[Opening Records section]

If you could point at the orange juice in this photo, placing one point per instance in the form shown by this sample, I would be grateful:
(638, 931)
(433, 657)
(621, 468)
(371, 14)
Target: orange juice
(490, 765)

[Closing Records section]

**Your goal:** Reproduce the data above in full, with no line missing.

**Solution to this task:**
If you could point at the orange juice in this photo, placing one point per instance in the form shown by this sample, I would be grateful:
(638, 931)
(433, 657)
(621, 468)
(371, 14)
Target: orange juice
(490, 765)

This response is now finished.